━━━━━ RECORD SET ━━━━━

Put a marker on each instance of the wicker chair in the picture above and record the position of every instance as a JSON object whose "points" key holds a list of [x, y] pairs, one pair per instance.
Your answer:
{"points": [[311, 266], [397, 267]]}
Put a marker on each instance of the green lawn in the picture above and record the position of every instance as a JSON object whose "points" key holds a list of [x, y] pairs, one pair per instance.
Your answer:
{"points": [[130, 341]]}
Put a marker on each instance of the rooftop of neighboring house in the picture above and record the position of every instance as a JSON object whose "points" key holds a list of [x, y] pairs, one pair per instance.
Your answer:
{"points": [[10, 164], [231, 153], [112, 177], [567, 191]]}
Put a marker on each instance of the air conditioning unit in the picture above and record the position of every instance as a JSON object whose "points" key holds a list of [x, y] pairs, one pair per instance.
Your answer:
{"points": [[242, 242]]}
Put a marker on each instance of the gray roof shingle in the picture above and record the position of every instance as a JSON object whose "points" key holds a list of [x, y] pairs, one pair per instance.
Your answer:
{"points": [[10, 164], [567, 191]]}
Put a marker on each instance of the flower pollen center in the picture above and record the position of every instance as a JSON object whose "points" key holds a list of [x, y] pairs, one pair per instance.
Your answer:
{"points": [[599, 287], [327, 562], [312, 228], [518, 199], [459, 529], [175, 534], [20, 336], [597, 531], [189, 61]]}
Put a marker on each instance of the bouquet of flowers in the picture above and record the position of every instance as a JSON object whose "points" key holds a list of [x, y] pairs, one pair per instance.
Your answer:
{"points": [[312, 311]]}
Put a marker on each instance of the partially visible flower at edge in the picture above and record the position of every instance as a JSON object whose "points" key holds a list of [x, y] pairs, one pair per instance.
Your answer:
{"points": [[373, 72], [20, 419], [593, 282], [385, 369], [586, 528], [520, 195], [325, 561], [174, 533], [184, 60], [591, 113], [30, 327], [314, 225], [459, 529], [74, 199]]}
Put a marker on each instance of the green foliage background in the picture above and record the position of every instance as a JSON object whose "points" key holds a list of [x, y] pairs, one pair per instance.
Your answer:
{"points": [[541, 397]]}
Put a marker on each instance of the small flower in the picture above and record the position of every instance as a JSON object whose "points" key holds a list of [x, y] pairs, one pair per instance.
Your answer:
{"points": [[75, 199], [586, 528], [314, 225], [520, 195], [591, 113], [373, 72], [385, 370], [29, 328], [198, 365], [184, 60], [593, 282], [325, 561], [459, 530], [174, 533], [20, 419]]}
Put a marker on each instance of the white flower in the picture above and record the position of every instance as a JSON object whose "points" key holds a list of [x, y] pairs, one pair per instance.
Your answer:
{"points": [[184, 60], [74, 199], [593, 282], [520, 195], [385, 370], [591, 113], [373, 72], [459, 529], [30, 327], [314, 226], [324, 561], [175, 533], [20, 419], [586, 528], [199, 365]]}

━━━━━

PROBLEM STATEMENT:
Go through the records above and copy each one exactly.

WORKED SOLUTION:
Put a marker on each instance of the wicker chair in the picture above and record the position of every instance as a JSON object whose "points" key holds a list of [x, y] pairs, one pair per instance.
Your answer:
{"points": [[311, 266], [397, 267]]}
Put a marker on each instance of the green lawn in the picture above and record the position of every instance as a JSON object whose "points" key holds a list of [x, y] pairs, one pair per instance.
Your answer:
{"points": [[130, 341]]}
Put a marker on each instance of the rooftop of neighboring house in the picture above and record the position of every instance as a JSON object whose "points" key holds a list of [x, y] pairs, one pair per instance.
Your answer:
{"points": [[10, 164], [231, 153], [112, 177], [567, 191]]}
Put a marker on each instance of the air conditioning unit in the picture above and record the position of every instance as a JSON object whose "points" key holds a list of [x, y] pairs, one pair per instance.
Your answer:
{"points": [[242, 242]]}
Put a marker on each instance of the gray roof shingle in the picture above and record the position of every instance as a JSON object whose "points" key holds a list of [x, y] pairs, one pair per instance.
Your answer:
{"points": [[10, 164], [567, 191]]}
Put a marker on each instance of the flower pollen center in the picture above and record the position of every instance as a JSON object whose "points" key holds a list of [x, y] pairs, one pair per instance.
Your answer:
{"points": [[599, 287], [327, 562], [312, 228], [518, 199], [459, 529], [175, 534], [20, 336], [597, 531], [189, 61]]}
Put a marker on each instance of the bouquet of flowers in the picture above and record the position of every instance as a JSON object whose "points" key holds a list of [x, y] pairs, one pair per instance.
Your answer:
{"points": [[312, 311]]}
Put a marker on each instance of the partially visible flower at edge in the picture above and record the position of every instance as a JSON object whose "points" key holds a list of [x, y] pairs, one pair per instance.
Your answer:
{"points": [[373, 72], [20, 419], [593, 282], [385, 369], [586, 528], [520, 195], [325, 561], [174, 533], [184, 60], [591, 113], [30, 327], [314, 225], [459, 529], [74, 199]]}
Put a marker on each instance of the green foliage background in the picture above and record the position of every instance as a JSON object whose "points" key holds a list of [x, y] pairs, one pair per instance.
Your answer:
{"points": [[541, 397]]}
Put a marker on each instance of the small flower in the picture above and record the position of every instance as a JSON object whose "points" key holds a list of [x, y] pairs, one pair per instance.
Your answer:
{"points": [[75, 199], [586, 528], [314, 225], [520, 195], [591, 113], [373, 72], [385, 370], [29, 328], [198, 365], [184, 60], [593, 282], [325, 561], [459, 530], [174, 533], [20, 419]]}
Put a marker on each instance of the white flower in the picture above and record the position of every instance as a JSON object whose "points" key holds a list of [x, y] pairs, one pair per instance.
Your answer:
{"points": [[184, 60], [74, 199], [593, 282], [520, 195], [385, 370], [591, 113], [373, 72], [459, 529], [30, 327], [314, 226], [324, 561], [175, 533], [20, 419], [586, 528], [199, 365]]}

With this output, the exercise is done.